**The exercise:**
Put the lines of the items below into a JSON list of strings, one string per line, skipping blank lines. Include only the lines starting at the line that contains "concrete surface in this photo." and ending at the last line of the items, with both of those lines included.

**Items from a point labeling set:**

.....

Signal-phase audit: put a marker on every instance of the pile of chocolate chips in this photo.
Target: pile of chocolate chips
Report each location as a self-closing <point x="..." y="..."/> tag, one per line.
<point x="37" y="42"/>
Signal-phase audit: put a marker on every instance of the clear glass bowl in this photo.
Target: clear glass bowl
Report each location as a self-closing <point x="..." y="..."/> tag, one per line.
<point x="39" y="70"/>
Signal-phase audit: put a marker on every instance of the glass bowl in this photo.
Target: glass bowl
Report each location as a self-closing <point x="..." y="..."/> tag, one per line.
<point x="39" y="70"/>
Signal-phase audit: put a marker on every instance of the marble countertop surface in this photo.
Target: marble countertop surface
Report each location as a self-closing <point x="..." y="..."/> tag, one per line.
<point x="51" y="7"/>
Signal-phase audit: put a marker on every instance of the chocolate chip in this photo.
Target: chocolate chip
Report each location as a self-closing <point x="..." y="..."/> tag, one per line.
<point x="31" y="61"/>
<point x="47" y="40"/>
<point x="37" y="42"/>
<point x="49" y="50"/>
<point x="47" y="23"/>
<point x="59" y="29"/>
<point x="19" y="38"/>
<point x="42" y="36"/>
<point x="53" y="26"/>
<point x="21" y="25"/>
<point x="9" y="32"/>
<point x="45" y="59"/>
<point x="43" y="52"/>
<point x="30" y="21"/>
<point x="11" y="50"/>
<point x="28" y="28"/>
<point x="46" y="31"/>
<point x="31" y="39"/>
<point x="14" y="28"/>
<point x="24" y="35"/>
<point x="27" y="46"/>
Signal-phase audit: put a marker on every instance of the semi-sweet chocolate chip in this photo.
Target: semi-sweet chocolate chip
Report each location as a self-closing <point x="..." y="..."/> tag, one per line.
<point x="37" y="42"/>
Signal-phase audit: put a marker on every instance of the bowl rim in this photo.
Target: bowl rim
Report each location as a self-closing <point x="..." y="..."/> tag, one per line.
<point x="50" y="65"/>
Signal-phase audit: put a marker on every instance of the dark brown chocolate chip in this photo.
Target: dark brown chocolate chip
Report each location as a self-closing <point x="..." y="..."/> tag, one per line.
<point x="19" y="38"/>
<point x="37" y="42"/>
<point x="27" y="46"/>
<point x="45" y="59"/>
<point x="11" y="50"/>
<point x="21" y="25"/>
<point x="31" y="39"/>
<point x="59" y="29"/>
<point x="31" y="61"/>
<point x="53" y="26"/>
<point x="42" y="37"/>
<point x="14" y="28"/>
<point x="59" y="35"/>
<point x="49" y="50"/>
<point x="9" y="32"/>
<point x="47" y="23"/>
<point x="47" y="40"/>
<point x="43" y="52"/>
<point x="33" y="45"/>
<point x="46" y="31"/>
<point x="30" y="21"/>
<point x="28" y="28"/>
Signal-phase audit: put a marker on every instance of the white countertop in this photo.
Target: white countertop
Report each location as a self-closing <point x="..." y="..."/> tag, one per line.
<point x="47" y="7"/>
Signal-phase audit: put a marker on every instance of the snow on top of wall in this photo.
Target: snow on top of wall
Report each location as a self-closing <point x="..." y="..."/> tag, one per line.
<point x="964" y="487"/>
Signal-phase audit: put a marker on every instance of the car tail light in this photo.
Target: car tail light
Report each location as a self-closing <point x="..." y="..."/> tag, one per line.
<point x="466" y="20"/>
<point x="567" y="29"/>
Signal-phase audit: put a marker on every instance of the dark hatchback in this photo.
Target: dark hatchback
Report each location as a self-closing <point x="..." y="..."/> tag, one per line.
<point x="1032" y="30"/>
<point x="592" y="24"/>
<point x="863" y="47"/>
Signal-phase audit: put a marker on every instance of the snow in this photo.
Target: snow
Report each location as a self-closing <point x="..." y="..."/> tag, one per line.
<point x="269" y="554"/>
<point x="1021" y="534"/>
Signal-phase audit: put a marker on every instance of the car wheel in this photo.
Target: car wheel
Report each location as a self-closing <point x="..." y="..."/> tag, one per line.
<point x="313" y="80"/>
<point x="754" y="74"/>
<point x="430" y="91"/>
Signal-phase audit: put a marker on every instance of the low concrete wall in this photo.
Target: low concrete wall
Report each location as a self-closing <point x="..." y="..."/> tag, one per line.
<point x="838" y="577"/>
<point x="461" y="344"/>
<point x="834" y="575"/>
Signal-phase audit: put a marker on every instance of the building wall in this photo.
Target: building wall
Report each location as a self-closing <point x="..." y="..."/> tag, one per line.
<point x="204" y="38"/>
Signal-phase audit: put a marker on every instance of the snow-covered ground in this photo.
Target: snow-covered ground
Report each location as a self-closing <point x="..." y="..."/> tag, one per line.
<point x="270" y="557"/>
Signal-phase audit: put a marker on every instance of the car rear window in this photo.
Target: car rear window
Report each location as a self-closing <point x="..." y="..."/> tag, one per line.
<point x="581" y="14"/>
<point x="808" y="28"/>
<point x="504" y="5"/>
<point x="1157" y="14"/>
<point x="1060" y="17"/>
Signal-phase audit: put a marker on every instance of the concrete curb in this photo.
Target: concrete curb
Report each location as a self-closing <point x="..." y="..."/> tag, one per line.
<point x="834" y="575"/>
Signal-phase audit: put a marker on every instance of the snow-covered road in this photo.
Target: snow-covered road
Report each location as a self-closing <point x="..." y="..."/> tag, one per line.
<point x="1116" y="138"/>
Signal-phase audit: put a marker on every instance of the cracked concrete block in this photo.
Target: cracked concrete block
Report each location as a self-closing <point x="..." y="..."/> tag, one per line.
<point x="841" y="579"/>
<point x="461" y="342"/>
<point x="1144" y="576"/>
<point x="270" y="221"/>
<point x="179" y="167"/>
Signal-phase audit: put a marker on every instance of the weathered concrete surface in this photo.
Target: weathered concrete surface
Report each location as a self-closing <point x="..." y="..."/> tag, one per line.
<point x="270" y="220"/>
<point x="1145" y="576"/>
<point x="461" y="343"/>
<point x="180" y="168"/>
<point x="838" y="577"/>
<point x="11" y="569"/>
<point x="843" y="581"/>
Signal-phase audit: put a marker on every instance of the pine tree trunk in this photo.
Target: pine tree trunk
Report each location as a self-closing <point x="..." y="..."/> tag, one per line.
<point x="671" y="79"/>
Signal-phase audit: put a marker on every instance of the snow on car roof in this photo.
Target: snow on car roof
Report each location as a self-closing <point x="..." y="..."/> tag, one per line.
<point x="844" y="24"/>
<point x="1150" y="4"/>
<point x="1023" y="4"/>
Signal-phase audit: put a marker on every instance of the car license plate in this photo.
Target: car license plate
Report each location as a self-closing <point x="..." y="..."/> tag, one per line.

.....

**Solution for this problem:**
[
  "Signal-phase audit: put a marker on every instance of the weathered concrete surface in this photo.",
  "Target: weathered concrete surface",
  "Report each location as a self-closing <point x=\"...\" y=\"...\"/> tag, one per line.",
  "<point x=\"270\" y=\"220\"/>",
  "<point x=\"1145\" y=\"576\"/>",
  "<point x=\"461\" y=\"343\"/>",
  "<point x=\"180\" y=\"168\"/>",
  "<point x=\"838\" y=\"577\"/>",
  "<point x=\"11\" y=\"569\"/>",
  "<point x=\"843\" y=\"581\"/>",
  "Signal-phase audit: put a marker on every instance of the pine tree trunk in this photo.",
  "Target: pine tree trunk",
  "Report each location as a self-closing <point x=\"...\" y=\"...\"/> tag, one per line.",
  "<point x=\"671\" y=\"79\"/>",
  "Signal-phase audit: put a marker on every instance of the snow on car roof in this photo.",
  "Target: snow on car roof",
  "Report each location as a self-closing <point x=\"...\" y=\"...\"/> tag, one per line.",
  "<point x=\"844\" y=\"24\"/>",
  "<point x=\"1150\" y=\"4\"/>",
  "<point x=\"1023\" y=\"4\"/>",
  "Signal-phase audit: put a marker on every instance of the car license plate in this photo.",
  "Target: car license plate",
  "Report each location as a self-closing <point x=\"...\" y=\"...\"/> tag, one per line."
]